** EXTRACTED TEXT **
═══

Researchers Work To Eliminate Painful Mammograms
The day isn't here yet, but perhaps in the near future women will say goodbye to painful mammograms. Researchers at Clemson University, along with those at the University of Bremen in Germany, are working on a diagnostic imaging technique that should make painful mammograms a mere memory.
The diagnostic technique is called diffuse optical tomography (DOT), and it has the ability to create high-resolution images by scattering infrared and visible light. This imaging technique can allow clinicians to detect early stage breast cancer without the use of irradiation and also without depending on what for some women is an experience they want to avoid: a painful mammogram.
Although mammograms can be uncomfortable for many women, about 10 percent report that they are painful. Painful mammograms are often related to fibrocystic changes that are common in the breasts of about half of all women at some point in their lives, although the degree of discomfort and pain varies. In addition, many women reportedly put off or avoid having a mammogram because of anxiety, breast tenderness, or worries that the procedure will be painful.
The investigative team is currently working on improving the resolution of DOT so it can detect smaller breast cancers. So far this has proved challenging, because DOT involves a scattering of light, whereas x-rays follow straight lines. The researchers are developing equations that will help them improve resolution until they can detect cancers as small as 1 millimeter.
Along with providing women with an alternative to painful mammograms, the DOT technique eliminates false positive and negatives associated with mammography X-rays. The researchers also note that DOT could someday be performed at home by patients themselves. DOT may also be used as part of other diagnostic procedures where biomedical imaging is needed.

═══

** DATA SHOWN **
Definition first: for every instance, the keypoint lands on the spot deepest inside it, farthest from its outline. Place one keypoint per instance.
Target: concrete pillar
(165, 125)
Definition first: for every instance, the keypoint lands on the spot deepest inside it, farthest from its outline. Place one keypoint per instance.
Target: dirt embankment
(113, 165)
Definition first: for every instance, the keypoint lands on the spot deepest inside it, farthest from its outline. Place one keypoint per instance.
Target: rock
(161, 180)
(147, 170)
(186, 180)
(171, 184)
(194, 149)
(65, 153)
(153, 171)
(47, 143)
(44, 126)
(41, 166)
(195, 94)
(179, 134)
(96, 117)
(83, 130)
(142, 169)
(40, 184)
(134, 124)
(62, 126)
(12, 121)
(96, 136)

═══

** TASKS AND EXERCISES **
1) According to the article on painful mammograms, why do many women put off or avoid having a mammogram? List every reason it gives.
2) From the article on painful mammograms, print the stretch from "Although mammograms can" through "as 1 millimeter.".
The entries have nothing to do with the article on painful mammograms.

** PROBLEM SOLUTIONS **
1)
- Anxiety
- Breast tenderness
- Worries that the procedure will be painful

2)
Although mammograms can be uncomfortable for many women, about 10 percent report that they are painful. Painful mammograms are often related to fibrocystic changes that are common in the breasts of about half of all women at some point in their lives, although the degree of discomfort and pain varies. In addition, many women reportedly put off or avoid having a mammogram because of anxiety, breast tenderness, or worries that the procedure will be painful.
The investigative team is currently working on improving the resolution of DOT so it can detect smaller breast cancers. So far this has proved challenging, because DOT involves a scattering of light, whereas x-rays follow straight lines. The researchers are developing equations that will help them improve resolution until they can detect cancers as small as 1 millimeter.